EXERCISE OBJECTIVE — Transcribe every line of the following material verbatim, changing nothing.

RECORDS FOR THIS TASK —
* * * * * * * * *
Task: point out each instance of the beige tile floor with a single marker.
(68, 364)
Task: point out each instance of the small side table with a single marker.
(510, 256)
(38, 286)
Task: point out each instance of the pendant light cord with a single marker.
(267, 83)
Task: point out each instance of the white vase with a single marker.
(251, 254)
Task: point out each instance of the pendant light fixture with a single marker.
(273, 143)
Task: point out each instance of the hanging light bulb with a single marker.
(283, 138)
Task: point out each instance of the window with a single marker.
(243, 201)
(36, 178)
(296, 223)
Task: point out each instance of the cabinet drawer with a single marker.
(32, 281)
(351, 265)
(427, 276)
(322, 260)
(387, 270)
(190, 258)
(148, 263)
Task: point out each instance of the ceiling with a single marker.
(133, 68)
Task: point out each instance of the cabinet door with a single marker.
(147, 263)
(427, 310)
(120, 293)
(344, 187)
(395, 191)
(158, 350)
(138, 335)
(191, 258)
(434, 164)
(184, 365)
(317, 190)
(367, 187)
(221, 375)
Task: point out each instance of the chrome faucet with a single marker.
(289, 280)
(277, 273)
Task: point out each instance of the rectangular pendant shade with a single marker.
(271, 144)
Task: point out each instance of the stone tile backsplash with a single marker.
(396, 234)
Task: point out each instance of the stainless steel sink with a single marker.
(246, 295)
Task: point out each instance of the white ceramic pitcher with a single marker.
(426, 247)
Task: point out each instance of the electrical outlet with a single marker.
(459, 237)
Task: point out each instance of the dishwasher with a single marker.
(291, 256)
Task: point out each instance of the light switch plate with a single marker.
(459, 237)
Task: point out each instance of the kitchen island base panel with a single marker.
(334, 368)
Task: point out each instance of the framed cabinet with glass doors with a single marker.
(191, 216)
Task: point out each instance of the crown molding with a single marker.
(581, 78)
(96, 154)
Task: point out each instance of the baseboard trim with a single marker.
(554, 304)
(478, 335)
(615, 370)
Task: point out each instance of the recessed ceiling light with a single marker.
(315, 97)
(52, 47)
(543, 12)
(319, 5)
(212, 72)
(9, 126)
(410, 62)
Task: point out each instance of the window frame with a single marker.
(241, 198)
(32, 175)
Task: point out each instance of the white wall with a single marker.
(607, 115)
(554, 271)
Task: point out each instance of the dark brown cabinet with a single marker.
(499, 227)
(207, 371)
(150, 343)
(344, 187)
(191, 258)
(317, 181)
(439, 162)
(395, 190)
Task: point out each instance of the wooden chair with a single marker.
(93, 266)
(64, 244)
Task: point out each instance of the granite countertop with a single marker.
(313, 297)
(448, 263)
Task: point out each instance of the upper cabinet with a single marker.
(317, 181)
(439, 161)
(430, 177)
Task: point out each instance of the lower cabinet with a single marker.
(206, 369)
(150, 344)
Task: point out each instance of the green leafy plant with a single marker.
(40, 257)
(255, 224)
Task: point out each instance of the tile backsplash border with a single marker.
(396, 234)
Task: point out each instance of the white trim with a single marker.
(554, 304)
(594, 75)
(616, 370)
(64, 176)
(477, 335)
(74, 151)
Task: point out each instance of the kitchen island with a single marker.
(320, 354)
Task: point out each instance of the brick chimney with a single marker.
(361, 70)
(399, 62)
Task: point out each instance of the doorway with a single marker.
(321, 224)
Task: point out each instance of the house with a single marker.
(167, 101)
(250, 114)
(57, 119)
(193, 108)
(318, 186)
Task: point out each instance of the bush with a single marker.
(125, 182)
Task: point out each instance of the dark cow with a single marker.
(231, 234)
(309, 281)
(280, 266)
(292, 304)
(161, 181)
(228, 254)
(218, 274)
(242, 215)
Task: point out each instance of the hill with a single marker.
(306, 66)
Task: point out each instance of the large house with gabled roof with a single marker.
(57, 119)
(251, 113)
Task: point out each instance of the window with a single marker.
* * * * * * * * *
PROBLEM SOLUTION —
Task: point out each instance of the beige tile floor with a single marker.
(68, 364)
Task: point out each instance of the small side table with a single marker.
(510, 256)
(38, 286)
Task: point out each instance of the pendant light cord with a single marker.
(267, 83)
Task: point out each instance of the white vase with a single marker.
(251, 254)
Task: point out each instance of the pendant light fixture with a single marker.
(273, 143)
Task: point out each instance of the hanging light bulb with a single marker.
(283, 138)
Task: point out each instance of the window with a single marker.
(243, 201)
(36, 178)
(296, 223)
Task: point out each instance of the cabinet drawer with a single marker.
(32, 281)
(351, 265)
(427, 276)
(322, 260)
(387, 270)
(190, 258)
(148, 263)
Task: point out each instance of the ceiling with a single marker.
(133, 68)
Task: point out each instance of the cabinet door with a single marker.
(147, 263)
(427, 310)
(120, 293)
(344, 187)
(395, 191)
(158, 350)
(138, 335)
(191, 258)
(434, 164)
(184, 365)
(317, 190)
(367, 187)
(221, 375)
Task: point out each instance of the chrome faucet with a single marker.
(289, 280)
(277, 273)
Task: point out each instance of the rectangular pendant shade with a single marker.
(271, 144)
Task: point out each instance of the stone tile backsplash with a single marker.
(396, 234)
Task: point out each instance of the stainless steel sink with a single marker.
(246, 295)
Task: point out each instance of the white ceramic pitcher with a single marker.
(426, 247)
Task: point out each instance of the electrical outlet with a single marker.
(459, 237)
Task: point out each instance of the dishwasher with a single marker.
(291, 256)
Task: point out each instance of the light switch plate with a single marker.
(459, 237)
Task: point out each instance of the kitchen island base panel with a single marker.
(334, 368)
Task: point out each instance of the framed cabinet with glass doors with a single marker.
(191, 216)
Task: point out each instance of the crown molding with a single marker.
(581, 78)
(96, 154)
Task: point out each instance of the baseboard trim with a single marker.
(554, 304)
(478, 335)
(615, 370)
Task: point out each instance of the recessed ceiling light with a single marker.
(315, 97)
(52, 47)
(543, 12)
(319, 5)
(212, 72)
(9, 126)
(410, 62)
Task: point out each instance of the window frame with a single marker.
(241, 198)
(32, 175)
Task: point out each instance of the white wall with a single marker.
(607, 115)
(554, 271)
Task: point out each instance of the dark brown cabinet with a single marker.
(499, 227)
(207, 371)
(150, 343)
(344, 187)
(191, 258)
(317, 181)
(439, 162)
(395, 190)
Task: point out each instance of the wooden chair with a single marker.
(93, 266)
(64, 244)
Task: point out each instance of the granite countertop with a single marker.
(313, 297)
(448, 263)
Task: point out each instance of the upper cabinet with a single marker.
(317, 181)
(439, 161)
(430, 177)
Task: point out each instance of the lower cabinet with a single marker.
(206, 369)
(150, 344)
Task: point out each instance of the green leafy plant with a single marker.
(40, 257)
(255, 224)
Task: point out each instance of the tile backsplash border with a single marker.
(396, 234)
Task: point out each instance of the white trim with a single marker.
(554, 304)
(594, 75)
(616, 370)
(64, 176)
(477, 335)
(74, 151)
Task: point out each instance of the kitchen island with a single marker.
(320, 354)
Task: point out each instance of the brick chimney with a single marker.
(361, 70)
(399, 62)
Task: point out each instance of the doorway with a single marker.
(321, 224)
Task: point out each instance of the house with a single marker.
(167, 101)
(250, 114)
(57, 119)
(193, 108)
(318, 186)
Task: point out each instance of the bush with a single marker.
(125, 182)
Task: point out each instance of the dark cow with a single marker.
(231, 234)
(309, 281)
(280, 266)
(292, 304)
(161, 181)
(228, 254)
(218, 274)
(242, 215)
Task: point out each instance of the hill with a single marker.
(306, 66)
Task: point out each instance of the large house with gabled roof with a single marker.
(57, 119)
(251, 113)
Task: point out each instance of the window with a single marker.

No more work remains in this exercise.